Passage provided:
■ ■ ■ ■ ■ ■ ■

Zsh Mailing List Archive
Messages sorted by: Reverse Date, Date, Thread, Author

Re: bug in zsh wait builtin - rhbz#1150541

On Tue, 21 Oct 2014 09:53:33 +0200
Tim Speetjens <tim.speetjens@xxxxxxxxx> wrote:
> I'ld like to report a bug originally filed in
> https://bugzilla.redhat.com/show_bug.cgi?id=1150541 which is still present
> in the latest version, 5.0.7
> Title:
> zsh wait builtin shows an error and doesn't propagate exit code for a
> finished child process

There's an explanatory note in the latest POSIX standard about this,
quoted below.  It seems that the shell is basically required to remember
all background processes indefinitely (up to not very helpful get out
clauses).  As a baseline, CHILD_MAX here is 1024.  This probably needs
to be a special hash.

On most implementations, wait is a shell built-in. If it is called in a
subshell or separate utility execution environment, such as one of the

    nohup wait ...
    find . -exec wait ... \;

it returns immediately because there are no known process IDs to wait
for in those environments.

Historical implementations of interactive shells have discarded the exit
status of terminated background processes before each shell
prompt. Therefore, the status of background processes was usually lost
unless it terminated while wait was waiting for it. This could be a
serious problem when a job that was expected to run for a long time
actually terminated quickly with a syntax or initialization error
because the exit status returned was usually zero if the requested
process ID was not found. This volume of POSIX.1-2008 requires the
implementation to keep the status of terminated jobs available until the
status is requested, so that scripts like:

    wait $p1
    echo Job 1 exited with status $?

■ ■ ■ ■ ■ ■ ■

Data:
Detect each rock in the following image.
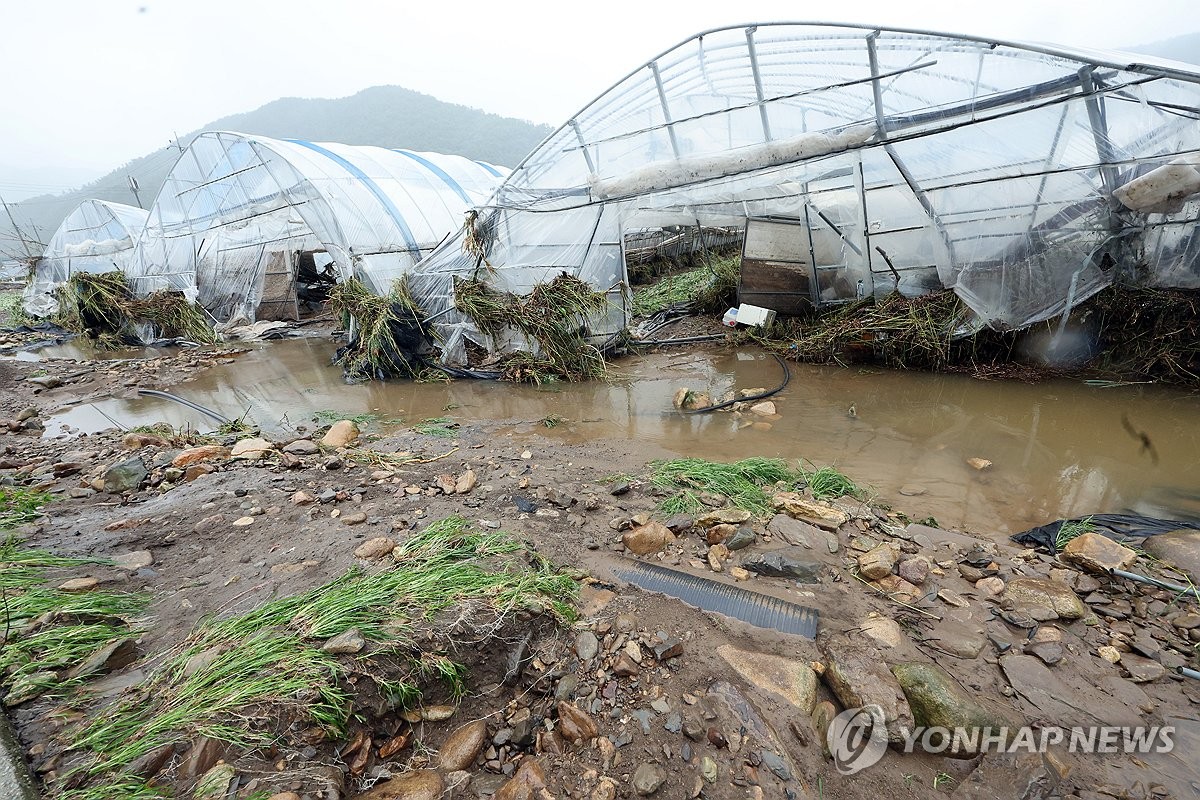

■ ■ ■ ■ ■ ■ ■

Written exercise A: In the zsh mailing list post, copy word for word the stretch that begins at the words "On most implementations, wait" and stops after the words "nohup wait ...".
Written exercise B: List every option the zsh mailing list archive page gives for sorting messages.

Exercise solution A:
On most implementations, wait is a shell built-in. If it is called in a
subshell or separate utility execution environment, such as one of the

    nohup wait ...

Exercise solution B: Reverse Date, Date, Thread, Author